→ **Action item**
In the copy, include no images, and repeat each entry precisely as written.

[Stored data entries]

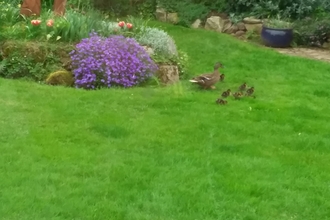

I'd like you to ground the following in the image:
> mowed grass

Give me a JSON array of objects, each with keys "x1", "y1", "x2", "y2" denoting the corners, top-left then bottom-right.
[{"x1": 1, "y1": 22, "x2": 330, "y2": 220}]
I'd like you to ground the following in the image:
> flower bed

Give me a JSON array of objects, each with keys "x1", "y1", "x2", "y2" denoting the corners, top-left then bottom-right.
[{"x1": 0, "y1": 6, "x2": 189, "y2": 89}]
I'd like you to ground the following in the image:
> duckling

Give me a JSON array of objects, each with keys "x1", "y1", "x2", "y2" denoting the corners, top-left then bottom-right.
[
  {"x1": 233, "y1": 91, "x2": 243, "y2": 100},
  {"x1": 216, "y1": 98, "x2": 228, "y2": 105},
  {"x1": 245, "y1": 87, "x2": 255, "y2": 96},
  {"x1": 189, "y1": 62, "x2": 224, "y2": 89},
  {"x1": 221, "y1": 89, "x2": 231, "y2": 98},
  {"x1": 220, "y1": 73, "x2": 225, "y2": 82},
  {"x1": 239, "y1": 82, "x2": 247, "y2": 91}
]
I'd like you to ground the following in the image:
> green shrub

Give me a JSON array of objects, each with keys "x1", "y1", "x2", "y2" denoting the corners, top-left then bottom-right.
[
  {"x1": 92, "y1": 0, "x2": 129, "y2": 16},
  {"x1": 0, "y1": 54, "x2": 53, "y2": 81},
  {"x1": 225, "y1": 0, "x2": 330, "y2": 19},
  {"x1": 0, "y1": 41, "x2": 72, "y2": 81},
  {"x1": 156, "y1": 0, "x2": 330, "y2": 24},
  {"x1": 0, "y1": 1, "x2": 21, "y2": 27},
  {"x1": 294, "y1": 18, "x2": 330, "y2": 46},
  {"x1": 91, "y1": 0, "x2": 156, "y2": 18},
  {"x1": 135, "y1": 27, "x2": 178, "y2": 59},
  {"x1": 46, "y1": 70, "x2": 74, "y2": 86},
  {"x1": 67, "y1": 0, "x2": 93, "y2": 9},
  {"x1": 175, "y1": 2, "x2": 208, "y2": 27},
  {"x1": 136, "y1": 0, "x2": 157, "y2": 18}
]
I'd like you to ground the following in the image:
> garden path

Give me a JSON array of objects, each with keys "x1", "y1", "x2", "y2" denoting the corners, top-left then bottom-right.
[{"x1": 273, "y1": 47, "x2": 330, "y2": 63}]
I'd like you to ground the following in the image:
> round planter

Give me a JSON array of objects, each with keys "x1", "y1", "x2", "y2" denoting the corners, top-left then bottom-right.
[{"x1": 261, "y1": 25, "x2": 293, "y2": 48}]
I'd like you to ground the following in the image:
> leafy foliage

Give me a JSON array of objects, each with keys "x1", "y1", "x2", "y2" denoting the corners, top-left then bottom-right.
[
  {"x1": 0, "y1": 53, "x2": 58, "y2": 81},
  {"x1": 263, "y1": 16, "x2": 293, "y2": 29},
  {"x1": 136, "y1": 0, "x2": 157, "y2": 18},
  {"x1": 152, "y1": 50, "x2": 189, "y2": 79},
  {"x1": 0, "y1": 41, "x2": 71, "y2": 81},
  {"x1": 175, "y1": 2, "x2": 208, "y2": 27},
  {"x1": 135, "y1": 27, "x2": 178, "y2": 59},
  {"x1": 0, "y1": 1, "x2": 21, "y2": 27},
  {"x1": 70, "y1": 33, "x2": 158, "y2": 89},
  {"x1": 225, "y1": 0, "x2": 330, "y2": 19},
  {"x1": 155, "y1": 0, "x2": 330, "y2": 26},
  {"x1": 294, "y1": 18, "x2": 330, "y2": 46}
]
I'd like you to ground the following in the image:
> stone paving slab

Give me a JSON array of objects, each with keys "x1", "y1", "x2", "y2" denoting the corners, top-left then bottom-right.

→ **Result**
I'd like you to ground the following in the image:
> mowed grass

Give me a JSON array of objects, each with keys "x1", "y1", "x2", "y2" denoting the corners, top-left then bottom-right.
[{"x1": 1, "y1": 22, "x2": 330, "y2": 220}]
I'd like you to ground the following in the image:
> flower bed

Give me a JSON array of objects, each with keys "x1", "y1", "x2", "y2" denoting the corners, top-left then bottom-right.
[{"x1": 0, "y1": 6, "x2": 189, "y2": 89}]
I'd like you to ground the following in the image:
> duckling

Give me a JSON array of objects, each with keys "x1", "y1", "x2", "y2" denoting the corners, top-left then bottom-right.
[
  {"x1": 233, "y1": 91, "x2": 243, "y2": 100},
  {"x1": 216, "y1": 98, "x2": 228, "y2": 105},
  {"x1": 245, "y1": 87, "x2": 255, "y2": 96},
  {"x1": 189, "y1": 62, "x2": 224, "y2": 89},
  {"x1": 221, "y1": 89, "x2": 231, "y2": 98},
  {"x1": 220, "y1": 73, "x2": 225, "y2": 82},
  {"x1": 239, "y1": 82, "x2": 247, "y2": 91}
]
I'd like you to ground the following in the image:
> green shrub

Give me a JSON array of objects, each with keys "x1", "y1", "x2", "y2" denoting the corners, top-left then bottom-right.
[
  {"x1": 92, "y1": 0, "x2": 129, "y2": 16},
  {"x1": 0, "y1": 54, "x2": 53, "y2": 81},
  {"x1": 225, "y1": 0, "x2": 330, "y2": 19},
  {"x1": 0, "y1": 41, "x2": 72, "y2": 81},
  {"x1": 156, "y1": 0, "x2": 330, "y2": 24},
  {"x1": 0, "y1": 1, "x2": 21, "y2": 27},
  {"x1": 294, "y1": 18, "x2": 330, "y2": 46},
  {"x1": 91, "y1": 0, "x2": 156, "y2": 18},
  {"x1": 135, "y1": 27, "x2": 178, "y2": 59},
  {"x1": 46, "y1": 70, "x2": 74, "y2": 86},
  {"x1": 67, "y1": 0, "x2": 93, "y2": 9},
  {"x1": 175, "y1": 2, "x2": 208, "y2": 27},
  {"x1": 136, "y1": 0, "x2": 157, "y2": 18}
]
I'd like you to ground the following in the image:
> garden path

Give me a JSON array of objects, each with keys "x1", "y1", "x2", "y2" denoting the corners, top-left then bottom-right.
[{"x1": 273, "y1": 47, "x2": 330, "y2": 63}]
I'd like you to ground the following in the image:
> round planter

Give me a JSON array of objects, each with keys "x1", "y1", "x2", "y2" denoting the corners, top-left then bottom-right.
[{"x1": 261, "y1": 25, "x2": 293, "y2": 48}]
I'd like you to ground the following in the image:
> leafy foliage

Give me a JSON array of objects, each with keys "x1", "y1", "x2", "y2" denoting the corners, top-left then bottom-right.
[
  {"x1": 0, "y1": 53, "x2": 58, "y2": 81},
  {"x1": 263, "y1": 16, "x2": 293, "y2": 29},
  {"x1": 136, "y1": 0, "x2": 157, "y2": 18},
  {"x1": 152, "y1": 50, "x2": 189, "y2": 79},
  {"x1": 0, "y1": 41, "x2": 71, "y2": 81},
  {"x1": 175, "y1": 2, "x2": 208, "y2": 27},
  {"x1": 135, "y1": 27, "x2": 178, "y2": 59},
  {"x1": 0, "y1": 1, "x2": 21, "y2": 27},
  {"x1": 70, "y1": 33, "x2": 158, "y2": 89},
  {"x1": 225, "y1": 0, "x2": 330, "y2": 19},
  {"x1": 155, "y1": 0, "x2": 330, "y2": 26},
  {"x1": 294, "y1": 18, "x2": 330, "y2": 46}
]
I'd like you to ground the following in the image:
> stone paving slab

Give me a JSON array of objects, each with keys "x1", "y1", "x2", "y2" denoting the corners, top-left then bottom-right.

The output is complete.